- TASK BRIEF
The entries below hold a line with "The service SHOULD locate every instance of the sunlight" and a line with "The service SHOULD locate every instance of the tree in". Return those lines and all that lie between them, exactly and only.

Segment Start: SUPPLIED RECORDS

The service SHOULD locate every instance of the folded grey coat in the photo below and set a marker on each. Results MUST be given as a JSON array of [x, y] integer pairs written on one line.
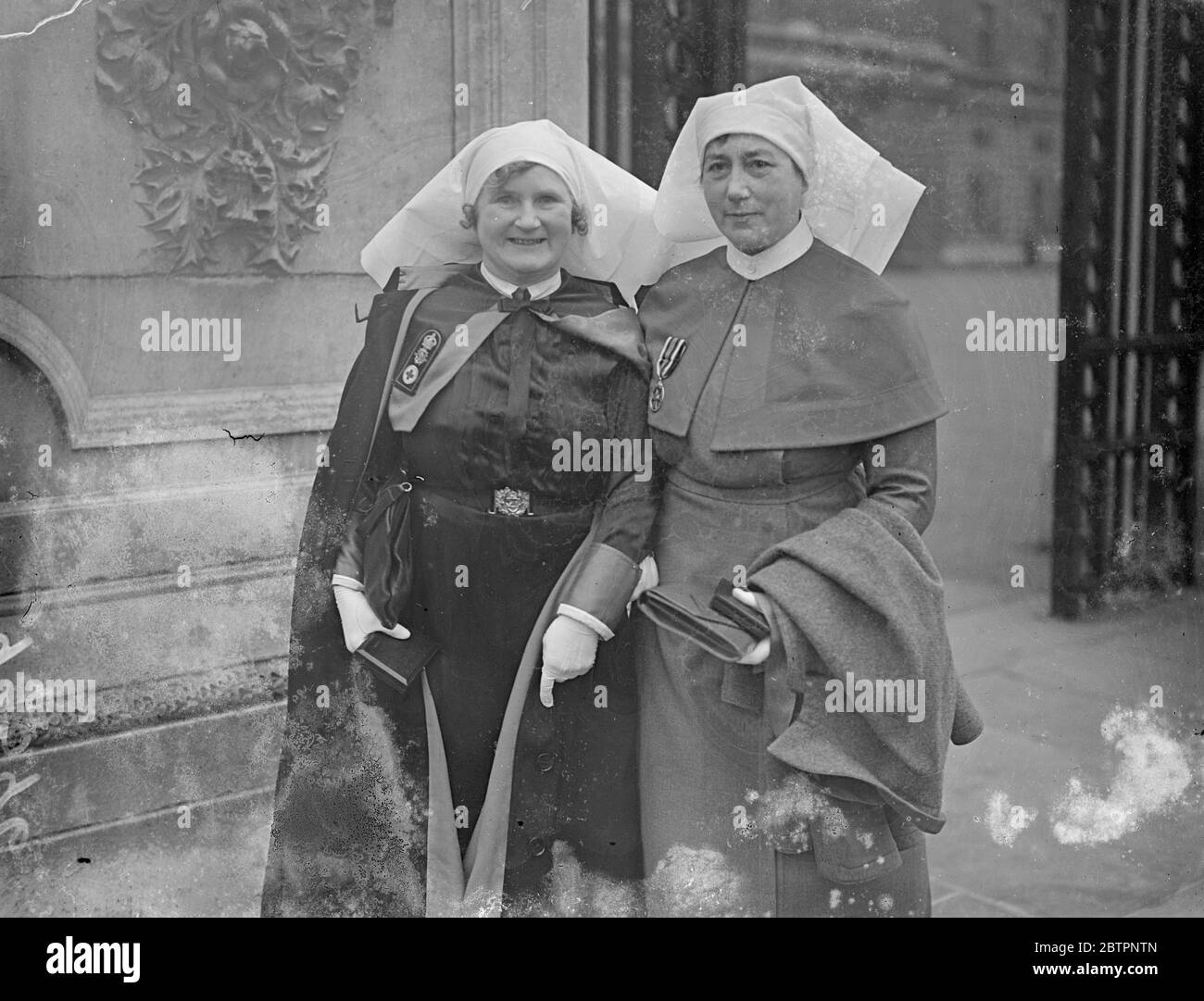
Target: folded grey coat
[[859, 600]]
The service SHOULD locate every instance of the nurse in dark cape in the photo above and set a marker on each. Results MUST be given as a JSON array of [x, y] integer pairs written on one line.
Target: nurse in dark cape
[[449, 510], [795, 408]]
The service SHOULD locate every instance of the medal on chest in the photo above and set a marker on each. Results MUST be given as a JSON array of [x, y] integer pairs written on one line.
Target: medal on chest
[[671, 354], [418, 364]]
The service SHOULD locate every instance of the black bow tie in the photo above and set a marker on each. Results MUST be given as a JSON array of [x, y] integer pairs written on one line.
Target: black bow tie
[[521, 298]]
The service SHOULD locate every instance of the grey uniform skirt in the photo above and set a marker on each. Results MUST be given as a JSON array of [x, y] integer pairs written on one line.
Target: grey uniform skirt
[[706, 779]]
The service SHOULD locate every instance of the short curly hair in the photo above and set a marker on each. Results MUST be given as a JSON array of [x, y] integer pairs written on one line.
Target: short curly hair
[[504, 173]]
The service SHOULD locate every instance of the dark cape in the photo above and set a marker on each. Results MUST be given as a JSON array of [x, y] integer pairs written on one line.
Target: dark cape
[[349, 832]]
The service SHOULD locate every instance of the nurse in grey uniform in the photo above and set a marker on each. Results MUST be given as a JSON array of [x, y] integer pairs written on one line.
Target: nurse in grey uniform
[[790, 382]]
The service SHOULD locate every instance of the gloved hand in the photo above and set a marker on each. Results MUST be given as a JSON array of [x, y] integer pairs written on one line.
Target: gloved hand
[[569, 651], [759, 651], [359, 619]]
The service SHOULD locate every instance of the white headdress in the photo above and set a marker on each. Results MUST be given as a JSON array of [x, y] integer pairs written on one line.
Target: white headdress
[[855, 200], [428, 230]]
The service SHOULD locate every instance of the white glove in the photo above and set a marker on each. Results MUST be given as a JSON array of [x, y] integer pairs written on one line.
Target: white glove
[[569, 651], [759, 651], [359, 619]]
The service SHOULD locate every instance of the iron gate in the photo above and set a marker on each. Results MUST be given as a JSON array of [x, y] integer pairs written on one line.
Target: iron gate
[[1127, 478]]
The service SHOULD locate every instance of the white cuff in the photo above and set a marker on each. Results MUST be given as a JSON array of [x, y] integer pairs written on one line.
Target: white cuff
[[585, 619]]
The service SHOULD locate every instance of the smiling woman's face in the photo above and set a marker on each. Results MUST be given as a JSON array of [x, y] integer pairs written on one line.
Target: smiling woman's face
[[524, 225], [753, 189]]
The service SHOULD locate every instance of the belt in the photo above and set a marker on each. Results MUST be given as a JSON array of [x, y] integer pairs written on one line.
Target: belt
[[508, 501]]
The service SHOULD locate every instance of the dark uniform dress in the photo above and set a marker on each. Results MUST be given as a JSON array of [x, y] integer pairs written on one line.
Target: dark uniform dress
[[761, 446], [481, 579]]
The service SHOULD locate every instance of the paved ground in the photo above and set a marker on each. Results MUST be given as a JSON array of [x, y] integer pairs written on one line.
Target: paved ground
[[1044, 687]]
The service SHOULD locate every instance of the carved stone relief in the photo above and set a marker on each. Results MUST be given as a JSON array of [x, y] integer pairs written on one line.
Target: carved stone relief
[[236, 105]]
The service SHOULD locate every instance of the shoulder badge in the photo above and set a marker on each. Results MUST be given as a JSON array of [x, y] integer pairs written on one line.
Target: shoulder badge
[[414, 367]]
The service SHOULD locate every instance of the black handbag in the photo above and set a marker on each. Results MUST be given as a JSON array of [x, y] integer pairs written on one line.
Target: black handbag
[[385, 545], [725, 628]]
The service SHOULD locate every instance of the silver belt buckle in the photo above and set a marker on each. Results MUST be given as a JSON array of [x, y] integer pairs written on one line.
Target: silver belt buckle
[[508, 501]]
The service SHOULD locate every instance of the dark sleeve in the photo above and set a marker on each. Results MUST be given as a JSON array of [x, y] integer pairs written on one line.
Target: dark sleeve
[[901, 470], [603, 585], [384, 462]]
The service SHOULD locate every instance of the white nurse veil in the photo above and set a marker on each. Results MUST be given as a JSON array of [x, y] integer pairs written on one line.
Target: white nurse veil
[[618, 207], [855, 201]]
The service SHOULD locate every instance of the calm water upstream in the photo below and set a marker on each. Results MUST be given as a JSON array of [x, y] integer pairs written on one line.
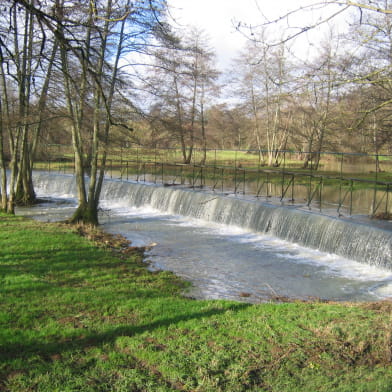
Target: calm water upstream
[[222, 260]]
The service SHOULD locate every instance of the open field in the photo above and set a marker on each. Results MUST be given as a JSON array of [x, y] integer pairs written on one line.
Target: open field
[[83, 313]]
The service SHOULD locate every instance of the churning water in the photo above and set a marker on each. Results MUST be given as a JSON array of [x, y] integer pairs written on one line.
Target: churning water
[[234, 248]]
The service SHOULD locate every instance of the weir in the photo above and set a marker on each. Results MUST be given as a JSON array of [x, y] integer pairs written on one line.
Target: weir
[[356, 241]]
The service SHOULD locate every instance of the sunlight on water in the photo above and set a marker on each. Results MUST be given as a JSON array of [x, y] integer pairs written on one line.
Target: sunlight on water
[[221, 258]]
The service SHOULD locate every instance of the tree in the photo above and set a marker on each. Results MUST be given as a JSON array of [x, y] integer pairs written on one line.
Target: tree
[[184, 76], [264, 83], [27, 56]]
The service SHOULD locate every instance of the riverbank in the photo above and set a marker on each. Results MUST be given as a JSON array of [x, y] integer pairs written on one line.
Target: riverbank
[[83, 313]]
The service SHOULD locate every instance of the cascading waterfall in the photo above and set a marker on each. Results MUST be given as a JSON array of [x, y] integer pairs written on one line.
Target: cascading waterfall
[[356, 241]]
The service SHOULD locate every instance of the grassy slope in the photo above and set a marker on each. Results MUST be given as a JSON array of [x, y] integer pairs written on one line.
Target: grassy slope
[[74, 317]]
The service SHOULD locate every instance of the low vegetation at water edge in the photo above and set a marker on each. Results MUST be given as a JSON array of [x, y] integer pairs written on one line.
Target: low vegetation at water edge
[[83, 313]]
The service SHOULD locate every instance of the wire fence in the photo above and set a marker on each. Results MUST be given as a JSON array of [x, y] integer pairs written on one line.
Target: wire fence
[[343, 183]]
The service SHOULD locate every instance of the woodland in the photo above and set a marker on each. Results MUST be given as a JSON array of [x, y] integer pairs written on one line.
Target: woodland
[[96, 74]]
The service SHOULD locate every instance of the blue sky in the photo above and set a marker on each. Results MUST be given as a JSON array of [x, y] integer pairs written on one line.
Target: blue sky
[[218, 18]]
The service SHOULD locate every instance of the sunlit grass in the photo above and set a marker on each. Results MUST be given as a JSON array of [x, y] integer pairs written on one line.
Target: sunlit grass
[[74, 317]]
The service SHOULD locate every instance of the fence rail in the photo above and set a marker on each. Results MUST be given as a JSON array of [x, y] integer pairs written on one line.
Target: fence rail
[[346, 192]]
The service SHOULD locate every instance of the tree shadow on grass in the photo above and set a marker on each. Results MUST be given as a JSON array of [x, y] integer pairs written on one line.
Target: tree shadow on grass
[[87, 339]]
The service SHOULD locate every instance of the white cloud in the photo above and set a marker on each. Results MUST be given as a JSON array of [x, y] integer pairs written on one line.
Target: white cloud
[[218, 18]]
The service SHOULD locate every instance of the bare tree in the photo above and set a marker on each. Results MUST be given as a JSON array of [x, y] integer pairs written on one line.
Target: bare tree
[[183, 77]]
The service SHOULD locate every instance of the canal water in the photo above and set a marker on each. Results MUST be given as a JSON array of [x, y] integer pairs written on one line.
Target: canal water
[[230, 248]]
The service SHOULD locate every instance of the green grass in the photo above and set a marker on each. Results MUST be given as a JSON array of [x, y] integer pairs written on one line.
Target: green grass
[[77, 317]]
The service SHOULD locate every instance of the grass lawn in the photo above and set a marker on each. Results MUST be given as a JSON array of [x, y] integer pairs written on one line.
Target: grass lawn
[[75, 316]]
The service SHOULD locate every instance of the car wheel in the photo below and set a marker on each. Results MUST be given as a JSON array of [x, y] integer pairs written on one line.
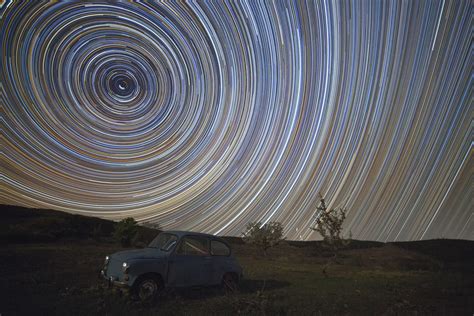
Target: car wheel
[[230, 282], [147, 288]]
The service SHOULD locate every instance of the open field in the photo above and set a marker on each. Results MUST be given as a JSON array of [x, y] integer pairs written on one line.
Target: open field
[[52, 268]]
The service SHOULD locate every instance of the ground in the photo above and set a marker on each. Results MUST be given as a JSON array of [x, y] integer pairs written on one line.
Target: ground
[[58, 275]]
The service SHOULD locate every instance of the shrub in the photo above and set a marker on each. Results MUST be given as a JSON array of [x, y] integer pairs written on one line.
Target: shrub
[[263, 236], [125, 231]]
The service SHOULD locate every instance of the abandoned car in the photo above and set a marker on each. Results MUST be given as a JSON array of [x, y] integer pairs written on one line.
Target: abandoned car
[[173, 259]]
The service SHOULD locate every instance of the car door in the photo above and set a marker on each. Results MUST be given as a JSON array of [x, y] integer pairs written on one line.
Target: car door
[[191, 263]]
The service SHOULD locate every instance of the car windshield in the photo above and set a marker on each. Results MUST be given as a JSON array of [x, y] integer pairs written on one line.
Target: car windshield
[[164, 241]]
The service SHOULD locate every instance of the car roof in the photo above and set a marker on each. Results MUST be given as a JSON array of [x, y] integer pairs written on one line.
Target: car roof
[[181, 233]]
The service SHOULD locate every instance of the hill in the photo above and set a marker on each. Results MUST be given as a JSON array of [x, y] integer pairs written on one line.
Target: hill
[[50, 262]]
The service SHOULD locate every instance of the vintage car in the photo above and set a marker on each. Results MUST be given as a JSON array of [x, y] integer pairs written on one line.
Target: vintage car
[[173, 259]]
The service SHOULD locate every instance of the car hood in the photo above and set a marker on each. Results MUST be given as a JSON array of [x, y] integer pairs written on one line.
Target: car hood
[[146, 253]]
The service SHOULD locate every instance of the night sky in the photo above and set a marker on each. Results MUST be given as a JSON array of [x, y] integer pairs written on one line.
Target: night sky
[[206, 116]]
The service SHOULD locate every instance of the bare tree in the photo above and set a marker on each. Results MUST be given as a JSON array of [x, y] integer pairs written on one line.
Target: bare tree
[[263, 236], [328, 224]]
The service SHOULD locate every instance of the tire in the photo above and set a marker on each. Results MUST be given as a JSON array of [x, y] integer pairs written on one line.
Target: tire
[[147, 288], [230, 282]]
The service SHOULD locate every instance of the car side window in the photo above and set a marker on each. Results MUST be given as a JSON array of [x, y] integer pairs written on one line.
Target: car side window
[[219, 248], [193, 246]]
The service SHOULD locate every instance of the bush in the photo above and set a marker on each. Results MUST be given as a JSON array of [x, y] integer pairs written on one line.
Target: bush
[[125, 231], [263, 236]]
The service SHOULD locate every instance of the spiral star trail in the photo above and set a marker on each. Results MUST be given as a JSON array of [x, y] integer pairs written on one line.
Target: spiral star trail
[[206, 116]]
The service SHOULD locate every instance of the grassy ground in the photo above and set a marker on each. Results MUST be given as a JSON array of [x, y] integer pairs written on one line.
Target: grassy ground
[[60, 276]]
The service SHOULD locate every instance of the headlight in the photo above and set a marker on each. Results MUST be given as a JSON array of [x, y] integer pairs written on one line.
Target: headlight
[[125, 267]]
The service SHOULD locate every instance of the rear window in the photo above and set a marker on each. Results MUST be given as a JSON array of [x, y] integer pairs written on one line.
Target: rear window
[[194, 246], [219, 248]]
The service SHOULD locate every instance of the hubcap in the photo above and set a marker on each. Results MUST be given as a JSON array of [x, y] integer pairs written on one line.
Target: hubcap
[[148, 289]]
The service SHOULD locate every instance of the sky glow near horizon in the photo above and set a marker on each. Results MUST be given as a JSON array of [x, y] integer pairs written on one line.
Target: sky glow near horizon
[[208, 116]]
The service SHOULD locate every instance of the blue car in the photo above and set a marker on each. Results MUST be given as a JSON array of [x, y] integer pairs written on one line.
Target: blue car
[[174, 259]]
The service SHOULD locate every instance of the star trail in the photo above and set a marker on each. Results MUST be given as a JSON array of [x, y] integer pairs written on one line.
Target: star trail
[[205, 116]]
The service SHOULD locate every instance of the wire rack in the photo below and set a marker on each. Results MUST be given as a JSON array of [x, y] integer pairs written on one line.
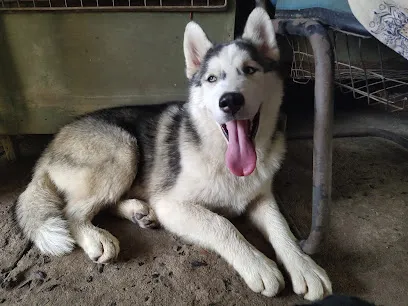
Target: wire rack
[[134, 5], [363, 67]]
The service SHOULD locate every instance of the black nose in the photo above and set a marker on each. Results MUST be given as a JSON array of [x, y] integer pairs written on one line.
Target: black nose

Segment End: SUPPLIED RECORDS

- ANSWER FOR THE TASK
The service SHOULD locate every instance of the sunlight on water in the photo above and set a marker on each. Results MUST be given as a JSON array of [x, y] integer pairs written on one line.
Target: sunlight on water
[[221, 258]]
The service SHOULD locate every instance of the tree in the photo above and set a marker on each. Results MUST be given as a JSON array of [x, y] integer pairs written on one line.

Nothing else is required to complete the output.